▶ **What you will do**
Could you copy out the whole passage on mTOR inhibitor-induced lymphedema, word for word?

▶ **Excerpted passage**
━━━━━━━━━━━━━━━━━━━━━━━━━━━━━━

Methods and Results:

We retrospectively analyzed 24 patients with mTOR inhibitor-induced lymphedema and 7 lymphedema patients (control) not treated with mTOR inhibitors, who visited the lymphedema clinic of the department of rehabilitation medicine from March 2016 to December 2019. We comprehensively reviewed clinical features, medication history, associated diseases, lymphoscintigraphy, lower extremity computed tomography venography (LE CTV), and the effect of CDT. By using ImageJ program, we measured the cross-sectional area (CSA) of muscle and subcutaneous fat of mid-thigh image in LE CTV and compared them to a control group not treated with mTOR inhibitors. Seventeen patients on sirolimus and seven patients on everolimus were included, with an approximately equal distribution of stages 2 and 3 lymphedema, and most with pitting edema. Ten patients had breast or gynecological cancer and underwent lymph node dissection. Lymphedema developed after mTOR inhibitor initiation, not postoperatively. Lymphoscintigraphy revealed decreased lymph node uptake and dermal backflow. LE CTV revealed subcutaneous honeycomb-shaped trabecular areas in the affected limbs of seven patients. Patients treated with mTOR inhibitors had a larger mean subcutaneous fat CSA and a smaller mean muscular CSA than controls. Lymphedema improved or remained unchanged after initial CDT. Daily CDT adequately controlled 11 cases, but exacerbation occurred in 5 of 7 poorly compliant patients, and cellulitis occurred in 6 patients.

Conclusion:

Physicians should identify mTOR inhibitor-related lymphedema early and discuss medication alternatives and CDT with patients.

━━━━━━━━━━━━━━━━━━━━━━━━━━━━━━

▶ **Supplied information**
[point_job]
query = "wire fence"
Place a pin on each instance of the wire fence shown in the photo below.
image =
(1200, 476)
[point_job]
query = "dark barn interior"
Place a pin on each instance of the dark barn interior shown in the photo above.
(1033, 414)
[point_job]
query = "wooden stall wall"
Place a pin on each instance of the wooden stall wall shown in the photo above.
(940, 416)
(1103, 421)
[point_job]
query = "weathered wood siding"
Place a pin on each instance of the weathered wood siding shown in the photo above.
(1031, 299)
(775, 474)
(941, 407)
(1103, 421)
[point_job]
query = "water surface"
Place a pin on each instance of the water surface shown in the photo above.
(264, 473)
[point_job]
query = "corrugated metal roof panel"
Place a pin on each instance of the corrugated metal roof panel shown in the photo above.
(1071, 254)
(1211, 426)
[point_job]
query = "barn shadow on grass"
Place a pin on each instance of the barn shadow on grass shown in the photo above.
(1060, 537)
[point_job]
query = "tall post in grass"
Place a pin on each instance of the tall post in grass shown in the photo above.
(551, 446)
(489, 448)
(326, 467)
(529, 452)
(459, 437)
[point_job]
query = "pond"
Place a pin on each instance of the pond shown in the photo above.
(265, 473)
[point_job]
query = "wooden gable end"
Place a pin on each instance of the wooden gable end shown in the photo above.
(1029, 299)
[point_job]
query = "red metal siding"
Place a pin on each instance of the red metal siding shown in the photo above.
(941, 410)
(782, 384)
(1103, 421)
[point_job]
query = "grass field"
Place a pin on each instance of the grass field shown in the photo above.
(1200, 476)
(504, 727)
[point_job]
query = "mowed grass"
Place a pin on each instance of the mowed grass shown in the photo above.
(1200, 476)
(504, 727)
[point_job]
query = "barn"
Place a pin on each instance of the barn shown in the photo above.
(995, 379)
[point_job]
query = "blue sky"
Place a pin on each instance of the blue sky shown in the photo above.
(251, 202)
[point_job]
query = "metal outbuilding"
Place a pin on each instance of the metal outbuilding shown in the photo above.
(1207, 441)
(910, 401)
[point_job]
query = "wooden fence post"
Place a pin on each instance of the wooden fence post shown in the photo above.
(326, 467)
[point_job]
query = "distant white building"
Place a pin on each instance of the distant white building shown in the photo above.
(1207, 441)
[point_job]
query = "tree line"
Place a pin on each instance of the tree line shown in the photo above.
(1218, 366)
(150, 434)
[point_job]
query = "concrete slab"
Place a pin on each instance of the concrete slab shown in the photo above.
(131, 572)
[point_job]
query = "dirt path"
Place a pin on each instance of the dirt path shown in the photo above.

━━━━━━━━━━━━━━━━━━━━━━━━━━━━━━

▶ **Solution for this exercise**
Methods and Results:

We retrospectively analyzed 24 patients with mTOR inhibitor-induced lymphedema and 7 lymphedema patients (control) not treated with mTOR inhibitors, who visited the lymphedema clinic of the department of rehabilitation medicine from March 2016 to December 2019. We comprehensively reviewed clinical features, medication history, associated diseases, lymphoscintigraphy, lower extremity computed tomography venography (LE CTV), and the effect of CDT. By using ImageJ program, we measured the cross-sectional area (CSA) of muscle and subcutaneous fat of mid-thigh image in LE CTV and compared them to a control group not treated with mTOR inhibitors. Seventeen patients on sirolimus and seven patients on everolimus were included, with an approximately equal distribution of stages 2 and 3 lymphedema, and most with pitting edema. Ten patients had breast or gynecological cancer and underwent lymph node dissection. Lymphedema developed after mTOR inhibitor initiation, not postoperatively. Lymphoscintigraphy revealed decreased lymph node uptake and dermal backflow. LE CTV revealed subcutaneous honeycomb-shaped trabecular areas in the affected limbs of seven patients. Patients treated with mTOR inhibitors had a larger mean subcutaneous fat CSA and a smaller mean muscular CSA than controls. Lymphedema improved or remained unchanged after initial CDT. Daily CDT adequately controlled 11 cases, but exacerbation occurred in 5 of 7 poorly compliant patients, and cellulitis occurred in 6 patients.

Conclusion:

Physicians should identify mTOR inhibitor-related lymphedema early and discuss medication alternatives and CDT with patients.